Documento =
◆ ◆ ◆ ◆ ◆
Ana 

Desde que abandonara las instalaciones subterráneas de aquel archivo, Ruth contemplaba el resto de sus días sobre la tierra como una autopista recta y lisa que se pierde en el horizonte, sin obstáculos, sin nada que pudiese detenerla, pero sin vehículo para llegar al final. El camino que se le había presentado debería hacerlo a pie.

Decidió dirigir sus primeros pasos en libertad laboral y con una mensualidad suculenta en su cuenta corriente, hacia Plaza de Castilla, lugar donde la lectora de su iPhone le narraba el epílogo de la novela que la había acompañado durante el último mes. Frente a la puerta de los juzgados, escuchó la última frase de aquel manuscrito de unas ochocientas páginas: «Digo yo».

—¿Ruth? —dijo alguien a su espalda.

Ella se volvió dejando los escuetos agradecimientos del autor, colofón de una historia elaborada a lo largo de cuatro años.

—Hola —respondió sin mucho afán.

—No pareces alegrarte de verme.

De inmediato, Ruth intercambió el rostro de su viejo amigo por el de Moncada, uno de los protagonistas más carismáticos y duales de la novela. Como él, su amigo mostraba un atractivo peculiar, nada de esos tipos maduros que pueblan las revistas de moda para ofrecer los productos a todas las edades. Su amigo llevaba con orgullo una barba bien poblada, tenía las manos grandes y rudas y una mirada profunda que, junto a su voz envolvente, le convertía en una persona difícil de olvidar. Y desde luego, Ruth no lo había hecho.
◆ ◆ ◆ ◆ ◆
Datos sin procesar =
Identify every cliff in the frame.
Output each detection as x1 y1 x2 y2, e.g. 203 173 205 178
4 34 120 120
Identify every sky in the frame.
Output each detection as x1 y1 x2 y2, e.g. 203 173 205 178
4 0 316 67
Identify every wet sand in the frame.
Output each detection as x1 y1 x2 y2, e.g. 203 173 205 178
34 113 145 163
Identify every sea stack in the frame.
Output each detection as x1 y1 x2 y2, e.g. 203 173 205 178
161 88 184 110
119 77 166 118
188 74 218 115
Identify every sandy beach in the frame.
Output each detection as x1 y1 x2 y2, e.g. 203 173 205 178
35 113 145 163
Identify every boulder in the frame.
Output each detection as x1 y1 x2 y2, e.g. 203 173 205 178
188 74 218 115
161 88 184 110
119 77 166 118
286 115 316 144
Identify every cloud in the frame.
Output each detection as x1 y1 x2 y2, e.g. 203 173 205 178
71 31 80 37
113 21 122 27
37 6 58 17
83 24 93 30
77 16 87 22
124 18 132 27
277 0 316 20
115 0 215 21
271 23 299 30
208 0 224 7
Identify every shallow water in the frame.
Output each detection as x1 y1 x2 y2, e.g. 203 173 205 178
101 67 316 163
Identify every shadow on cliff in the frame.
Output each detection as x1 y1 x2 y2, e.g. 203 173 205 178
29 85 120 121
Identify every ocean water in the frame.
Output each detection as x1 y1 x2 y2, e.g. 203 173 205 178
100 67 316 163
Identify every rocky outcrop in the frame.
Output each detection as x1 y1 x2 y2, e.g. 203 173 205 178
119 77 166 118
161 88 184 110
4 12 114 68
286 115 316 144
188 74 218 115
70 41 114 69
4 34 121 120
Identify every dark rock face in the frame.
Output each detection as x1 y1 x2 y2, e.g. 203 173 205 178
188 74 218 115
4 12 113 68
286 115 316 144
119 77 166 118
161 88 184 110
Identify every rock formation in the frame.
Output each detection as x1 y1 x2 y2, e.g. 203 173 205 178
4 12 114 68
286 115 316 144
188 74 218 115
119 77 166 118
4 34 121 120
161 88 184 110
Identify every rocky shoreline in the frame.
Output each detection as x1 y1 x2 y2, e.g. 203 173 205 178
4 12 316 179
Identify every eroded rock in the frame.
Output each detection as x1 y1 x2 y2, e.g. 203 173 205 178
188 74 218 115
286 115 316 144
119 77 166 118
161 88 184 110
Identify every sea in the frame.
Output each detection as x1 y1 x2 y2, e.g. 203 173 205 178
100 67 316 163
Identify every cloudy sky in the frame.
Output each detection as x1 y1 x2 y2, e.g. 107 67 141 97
◆ ◆ ◆ ◆ ◆
Solicitud escrita =
Conteste brevemente estas preguntas sobre el documento.
(a) ¿Hacia qué lugar dirigió Ruth sus primeros pasos en libertad laboral?
(b) ¿Cuál fue la última frase del manuscrito que escuchó Ruth frente a la puerta de los juzgados?
(c) ¿Por el rostro de qué personaje de la novela intercambió Ruth el de su viejo amigo?
Para responder, utilice únicamente el documento.

Respuesta =
(a) Hacia Plaza de Castilla.
(b) «Digo yo».
(c) Por el de Moncada.